• [EXERCISE TASK]: Find every line in the listing below that contains the word "palm" and copy each of those lines. Case matters.

__________________________________________________

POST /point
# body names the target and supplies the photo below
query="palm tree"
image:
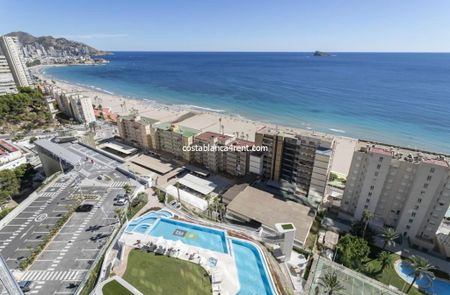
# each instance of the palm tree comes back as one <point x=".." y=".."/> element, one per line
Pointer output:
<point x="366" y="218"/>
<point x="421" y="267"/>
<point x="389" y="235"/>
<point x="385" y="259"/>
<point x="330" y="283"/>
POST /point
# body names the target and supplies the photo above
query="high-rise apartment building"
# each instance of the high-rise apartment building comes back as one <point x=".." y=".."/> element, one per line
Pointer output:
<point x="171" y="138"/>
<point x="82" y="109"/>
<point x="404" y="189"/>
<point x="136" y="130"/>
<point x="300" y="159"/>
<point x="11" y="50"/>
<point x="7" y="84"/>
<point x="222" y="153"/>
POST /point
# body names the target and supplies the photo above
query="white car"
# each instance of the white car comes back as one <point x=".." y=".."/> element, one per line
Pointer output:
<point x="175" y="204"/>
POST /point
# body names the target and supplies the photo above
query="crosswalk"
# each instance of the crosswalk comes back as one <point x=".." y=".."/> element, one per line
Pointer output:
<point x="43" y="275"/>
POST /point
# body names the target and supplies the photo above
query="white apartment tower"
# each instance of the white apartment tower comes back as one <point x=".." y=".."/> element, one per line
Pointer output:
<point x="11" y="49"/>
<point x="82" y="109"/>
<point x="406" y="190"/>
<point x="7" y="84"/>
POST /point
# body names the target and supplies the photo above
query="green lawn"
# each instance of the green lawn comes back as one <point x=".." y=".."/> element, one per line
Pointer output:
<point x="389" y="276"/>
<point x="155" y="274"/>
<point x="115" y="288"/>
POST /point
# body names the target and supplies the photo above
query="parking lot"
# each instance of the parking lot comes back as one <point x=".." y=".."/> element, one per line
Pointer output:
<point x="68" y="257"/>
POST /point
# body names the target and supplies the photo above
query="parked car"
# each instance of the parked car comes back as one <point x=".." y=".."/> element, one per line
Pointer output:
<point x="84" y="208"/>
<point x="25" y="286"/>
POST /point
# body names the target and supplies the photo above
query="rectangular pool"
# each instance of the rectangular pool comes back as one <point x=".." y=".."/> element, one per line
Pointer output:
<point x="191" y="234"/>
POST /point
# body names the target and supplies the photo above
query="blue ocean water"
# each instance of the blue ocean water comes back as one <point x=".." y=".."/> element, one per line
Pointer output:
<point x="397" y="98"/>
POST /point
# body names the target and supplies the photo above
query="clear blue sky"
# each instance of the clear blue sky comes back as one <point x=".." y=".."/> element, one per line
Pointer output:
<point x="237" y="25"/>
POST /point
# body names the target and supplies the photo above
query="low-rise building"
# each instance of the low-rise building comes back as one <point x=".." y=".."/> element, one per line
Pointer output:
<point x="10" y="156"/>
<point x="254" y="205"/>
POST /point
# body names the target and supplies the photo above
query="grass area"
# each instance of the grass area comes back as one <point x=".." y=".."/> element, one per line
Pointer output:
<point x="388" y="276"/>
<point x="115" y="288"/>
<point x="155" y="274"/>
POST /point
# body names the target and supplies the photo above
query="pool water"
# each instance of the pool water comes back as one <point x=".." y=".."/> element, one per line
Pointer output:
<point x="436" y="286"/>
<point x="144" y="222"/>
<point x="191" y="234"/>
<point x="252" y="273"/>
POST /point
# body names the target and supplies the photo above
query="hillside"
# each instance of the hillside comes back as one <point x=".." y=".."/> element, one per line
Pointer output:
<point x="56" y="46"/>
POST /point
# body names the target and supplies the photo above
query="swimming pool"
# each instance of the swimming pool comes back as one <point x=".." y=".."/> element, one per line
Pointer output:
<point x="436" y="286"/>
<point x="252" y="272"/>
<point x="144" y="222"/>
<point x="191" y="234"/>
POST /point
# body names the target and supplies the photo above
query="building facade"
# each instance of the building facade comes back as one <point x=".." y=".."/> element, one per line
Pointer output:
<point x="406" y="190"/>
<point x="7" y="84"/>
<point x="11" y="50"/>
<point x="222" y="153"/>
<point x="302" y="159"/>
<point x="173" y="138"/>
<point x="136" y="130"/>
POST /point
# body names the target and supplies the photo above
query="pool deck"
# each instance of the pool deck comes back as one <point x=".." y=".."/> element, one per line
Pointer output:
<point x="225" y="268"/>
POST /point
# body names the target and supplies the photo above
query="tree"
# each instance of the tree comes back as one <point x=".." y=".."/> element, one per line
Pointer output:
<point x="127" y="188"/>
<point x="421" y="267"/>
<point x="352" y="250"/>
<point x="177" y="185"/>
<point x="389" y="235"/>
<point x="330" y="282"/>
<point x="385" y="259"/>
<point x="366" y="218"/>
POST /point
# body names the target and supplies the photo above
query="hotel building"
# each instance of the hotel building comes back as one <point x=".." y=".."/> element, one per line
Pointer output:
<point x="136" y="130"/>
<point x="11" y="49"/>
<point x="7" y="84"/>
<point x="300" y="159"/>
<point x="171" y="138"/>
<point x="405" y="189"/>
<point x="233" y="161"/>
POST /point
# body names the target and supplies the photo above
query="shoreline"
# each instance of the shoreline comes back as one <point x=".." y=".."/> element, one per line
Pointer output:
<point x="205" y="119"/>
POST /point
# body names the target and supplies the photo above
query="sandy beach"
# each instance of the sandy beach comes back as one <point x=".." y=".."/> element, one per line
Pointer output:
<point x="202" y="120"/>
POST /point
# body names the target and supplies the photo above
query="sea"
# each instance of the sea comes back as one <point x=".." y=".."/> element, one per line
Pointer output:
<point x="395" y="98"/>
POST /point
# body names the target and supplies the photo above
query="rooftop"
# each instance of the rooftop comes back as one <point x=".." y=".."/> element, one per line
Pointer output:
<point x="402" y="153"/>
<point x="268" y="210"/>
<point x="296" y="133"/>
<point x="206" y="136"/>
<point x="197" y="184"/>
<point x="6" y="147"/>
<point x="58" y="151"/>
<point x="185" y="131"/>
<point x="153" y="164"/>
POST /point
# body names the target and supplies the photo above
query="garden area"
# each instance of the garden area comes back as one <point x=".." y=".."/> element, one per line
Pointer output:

__________________________________________________

• [SOLUTION TO THIS PROBLEM]:
query="palm tree"
# each instance of the palm tree comes back as one <point x=".." y=".."/> element, one per line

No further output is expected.